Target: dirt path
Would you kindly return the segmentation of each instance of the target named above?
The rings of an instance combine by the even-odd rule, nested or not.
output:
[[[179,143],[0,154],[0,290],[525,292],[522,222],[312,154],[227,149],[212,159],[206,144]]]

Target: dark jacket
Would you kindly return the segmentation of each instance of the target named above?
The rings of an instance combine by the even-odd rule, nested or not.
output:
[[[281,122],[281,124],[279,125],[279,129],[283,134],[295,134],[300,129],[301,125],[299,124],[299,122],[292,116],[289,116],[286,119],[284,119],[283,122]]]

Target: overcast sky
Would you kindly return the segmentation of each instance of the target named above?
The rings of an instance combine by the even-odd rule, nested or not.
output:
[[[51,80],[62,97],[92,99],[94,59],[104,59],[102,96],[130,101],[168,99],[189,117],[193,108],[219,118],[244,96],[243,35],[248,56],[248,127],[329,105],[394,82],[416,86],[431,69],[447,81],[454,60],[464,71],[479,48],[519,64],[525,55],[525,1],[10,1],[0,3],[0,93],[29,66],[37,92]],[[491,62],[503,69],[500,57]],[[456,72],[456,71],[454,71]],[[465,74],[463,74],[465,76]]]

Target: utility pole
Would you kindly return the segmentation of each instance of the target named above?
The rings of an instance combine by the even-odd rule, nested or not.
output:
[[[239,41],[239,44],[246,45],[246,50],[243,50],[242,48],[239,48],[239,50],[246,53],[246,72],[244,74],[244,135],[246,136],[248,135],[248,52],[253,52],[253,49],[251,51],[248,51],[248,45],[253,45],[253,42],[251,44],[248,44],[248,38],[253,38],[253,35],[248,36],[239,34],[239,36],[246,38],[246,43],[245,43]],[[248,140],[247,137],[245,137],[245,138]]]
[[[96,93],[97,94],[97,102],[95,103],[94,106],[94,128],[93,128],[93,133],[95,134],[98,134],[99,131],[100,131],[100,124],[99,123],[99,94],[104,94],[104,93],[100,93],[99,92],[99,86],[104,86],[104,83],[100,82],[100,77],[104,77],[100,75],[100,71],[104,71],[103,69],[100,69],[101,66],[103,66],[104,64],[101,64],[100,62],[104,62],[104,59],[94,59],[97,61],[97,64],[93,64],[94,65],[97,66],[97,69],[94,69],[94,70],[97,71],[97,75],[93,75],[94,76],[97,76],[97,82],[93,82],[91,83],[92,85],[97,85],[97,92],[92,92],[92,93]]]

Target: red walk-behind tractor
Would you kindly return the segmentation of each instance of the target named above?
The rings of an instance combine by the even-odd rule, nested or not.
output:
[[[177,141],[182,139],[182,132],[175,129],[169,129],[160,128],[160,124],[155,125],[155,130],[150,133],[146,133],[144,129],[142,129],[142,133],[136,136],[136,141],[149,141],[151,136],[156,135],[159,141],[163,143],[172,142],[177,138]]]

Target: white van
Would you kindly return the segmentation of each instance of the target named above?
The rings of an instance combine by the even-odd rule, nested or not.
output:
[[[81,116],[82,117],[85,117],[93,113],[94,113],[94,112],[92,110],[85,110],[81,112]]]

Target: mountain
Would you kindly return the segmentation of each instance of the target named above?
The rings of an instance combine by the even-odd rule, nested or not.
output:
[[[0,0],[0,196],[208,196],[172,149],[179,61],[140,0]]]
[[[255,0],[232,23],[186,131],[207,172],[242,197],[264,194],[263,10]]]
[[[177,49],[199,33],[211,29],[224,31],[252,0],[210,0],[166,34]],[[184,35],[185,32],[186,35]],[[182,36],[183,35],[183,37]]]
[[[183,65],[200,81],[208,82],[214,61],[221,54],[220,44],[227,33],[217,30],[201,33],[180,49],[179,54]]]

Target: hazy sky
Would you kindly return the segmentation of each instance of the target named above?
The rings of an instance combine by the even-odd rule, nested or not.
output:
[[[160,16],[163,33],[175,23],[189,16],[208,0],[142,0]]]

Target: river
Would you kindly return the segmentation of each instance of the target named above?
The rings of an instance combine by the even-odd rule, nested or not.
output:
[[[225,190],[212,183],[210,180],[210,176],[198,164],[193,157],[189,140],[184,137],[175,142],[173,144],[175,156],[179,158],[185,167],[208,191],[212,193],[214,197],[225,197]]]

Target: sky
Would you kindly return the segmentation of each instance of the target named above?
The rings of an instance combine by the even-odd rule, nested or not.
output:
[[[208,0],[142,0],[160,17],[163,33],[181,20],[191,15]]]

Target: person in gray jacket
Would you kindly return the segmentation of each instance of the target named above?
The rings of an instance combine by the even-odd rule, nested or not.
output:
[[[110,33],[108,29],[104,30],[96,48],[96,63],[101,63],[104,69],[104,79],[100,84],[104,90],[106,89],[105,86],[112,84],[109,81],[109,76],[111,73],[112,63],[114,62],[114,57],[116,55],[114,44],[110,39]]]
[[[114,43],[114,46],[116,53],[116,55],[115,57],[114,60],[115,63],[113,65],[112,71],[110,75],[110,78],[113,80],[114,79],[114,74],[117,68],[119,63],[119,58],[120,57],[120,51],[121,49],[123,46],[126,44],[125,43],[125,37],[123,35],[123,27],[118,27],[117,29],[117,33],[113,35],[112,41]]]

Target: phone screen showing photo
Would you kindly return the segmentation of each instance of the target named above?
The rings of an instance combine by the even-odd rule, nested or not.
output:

◆ STATED TASK
Pick out every line of the listing above that contains the string "jacket", and copy each of those lines in full. Case counts.

◆ SOLUTION
Target: dark jacket
Target: person in gray jacket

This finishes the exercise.